**Text for analysis:**
^^^^^^^^

Grants Totaling $1.5 Million Bolster UB's Efforts to Train Nurse Anesthetists For Medically Underserved Areas

By Lois Baker

Release Date: November 15, 1993 This content is archived.


BUFFALO, N.Y. -- The University at Buffalo School of Nursing has received two grants totaling more than $1.5 million to recruit and educate nurse anesthetists who will practice in rural and other medically underserved areas locally and nationally.

A grant for $757,695 from the Indian Health Service is a one-of-a-kind award to UB to recruit Native Americans to be nurse anesthetists. The goal of the grant is to encourage these recruits, once they have received their master’s degrees, to provide care to Native American populations throughout the United States.

Another grant, for $797,803 and awarded by the Division of Nursing of the federal Department of Health and Human Services, will be used to enhance UB’s existing nurse anesthesia curriculum, develop rural clinical-training sites and recruit ethnic minorities and persons from rural areas into the nursing school's nurse anesthesia program.

The nurse anesthetist is the primary provider and monitor of anesthesia in many areas of the U.S., particularly those outside urban population centers. A 1990 study conducted by the National Center for Nursing Research showed that at that time, the nation needed 6,000 more nurse anesthetists.

UB’s efforts to help alleviate the shortage will take several approaches.

The five-year Indian Health Service grant will provide eight full scholarships to Native Americans. Program staff will recruit nationwide, concentrating on the major Indian Health Service medical centers in Gallop, N.M.; Phoenix, Ariz., and Anchorage, Alaska, as well as Western New York’s large Native American population.

The grant also provides money to set up financial, social, academic and other support programs to help recruits complete the 27-month master’s program.

^^^^^^^^

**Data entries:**
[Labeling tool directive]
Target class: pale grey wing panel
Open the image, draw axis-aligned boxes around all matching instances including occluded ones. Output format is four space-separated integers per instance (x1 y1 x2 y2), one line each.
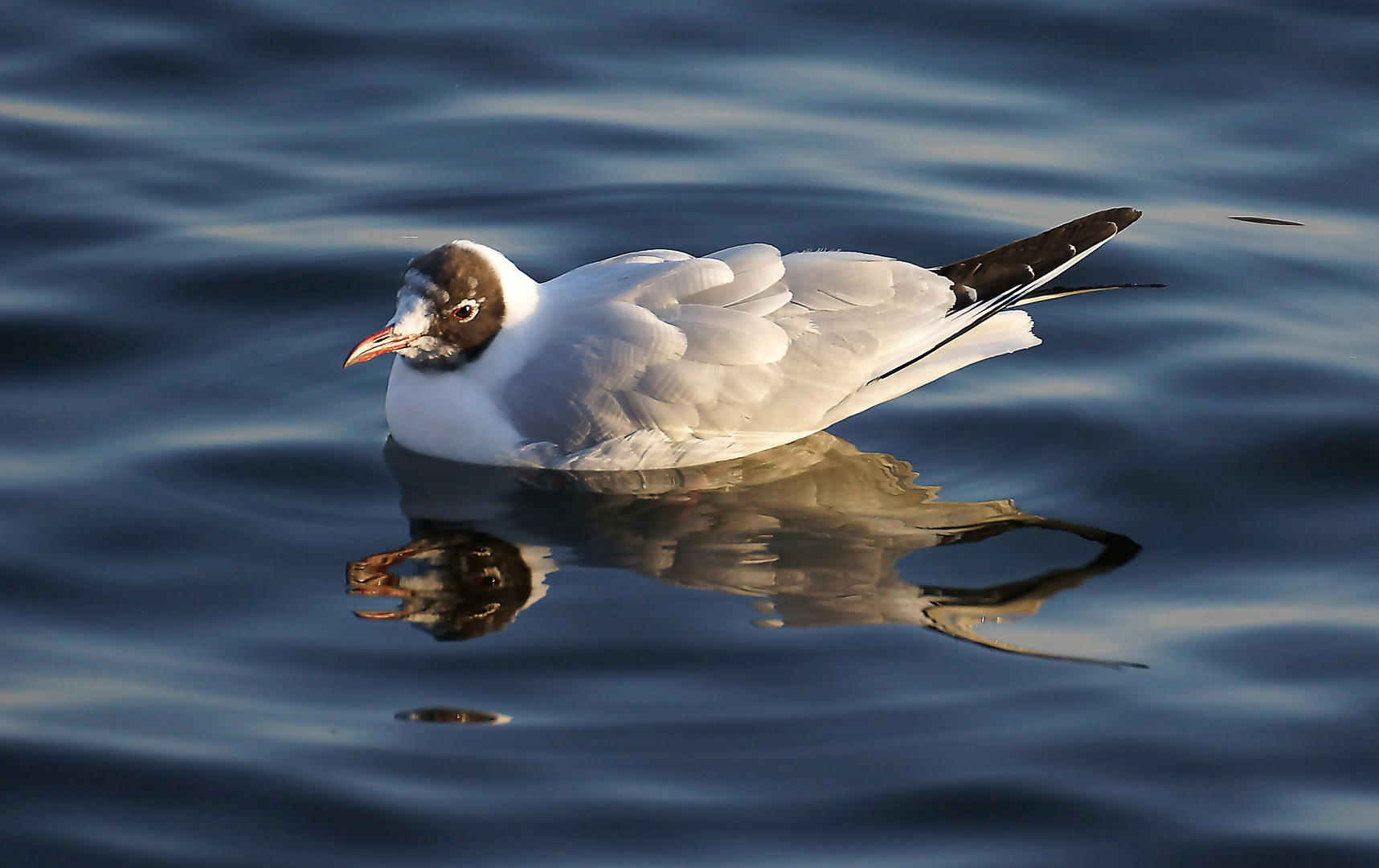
506 244 953 454
680 244 784 308
503 301 687 452
747 252 954 432
542 250 734 313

^^^^^^^^

Write out the full news release about the UB nurse anesthetist grants word for word. The lines here are separate material with no connection to the news release about the UB nurse anesthetist grants.

Grants Totaling $1.5 Million Bolster UB's Efforts to Train Nurse Anesthetists For Medically Underserved Areas

By Lois Baker

Release Date: November 15, 1993 This content is archived.


BUFFALO, N.Y. -- The University at Buffalo School of Nursing has received two grants totaling more than $1.5 million to recruit and educate nurse anesthetists who will practice in rural and other medically underserved areas locally and nationally.

A grant for $757,695 from the Indian Health Service is a one-of-a-kind award to UB to recruit Native Americans to be nurse anesthetists. The goal of the grant is to encourage these recruits, once they have received their master’s degrees, to provide care to Native American populations throughout the United States.

Another grant, for $797,803 and awarded by the Division of Nursing of the federal Department of Health and Human Services, will be used to enhance UB’s existing nurse anesthesia curriculum, develop rural clinical-training sites and recruit ethnic minorities and persons from rural areas into the nursing school's nurse anesthesia program.

The nurse anesthetist is the primary provider and monitor of anesthesia in many areas of the U.S., particularly those outside urban population centers. A 1990 study conducted by the National Center for Nursing Research showed that at that time, the nation needed 6,000 more nurse anesthetists.

UB’s efforts to help alleviate the shortage will take several approaches.

The five-year Indian Health Service grant will provide eight full scholarships to Native Americans. Program staff will recruit nationwide, concentrating on the major Indian Health Service medical centers in Gallop, N.M.; Phoenix, Ariz., and Anchorage, Alaska, as well as Western New York’s large Native American population.

The grant also provides money to set up financial, social, academic and other support programs to help recruits complete the 27-month master’s program.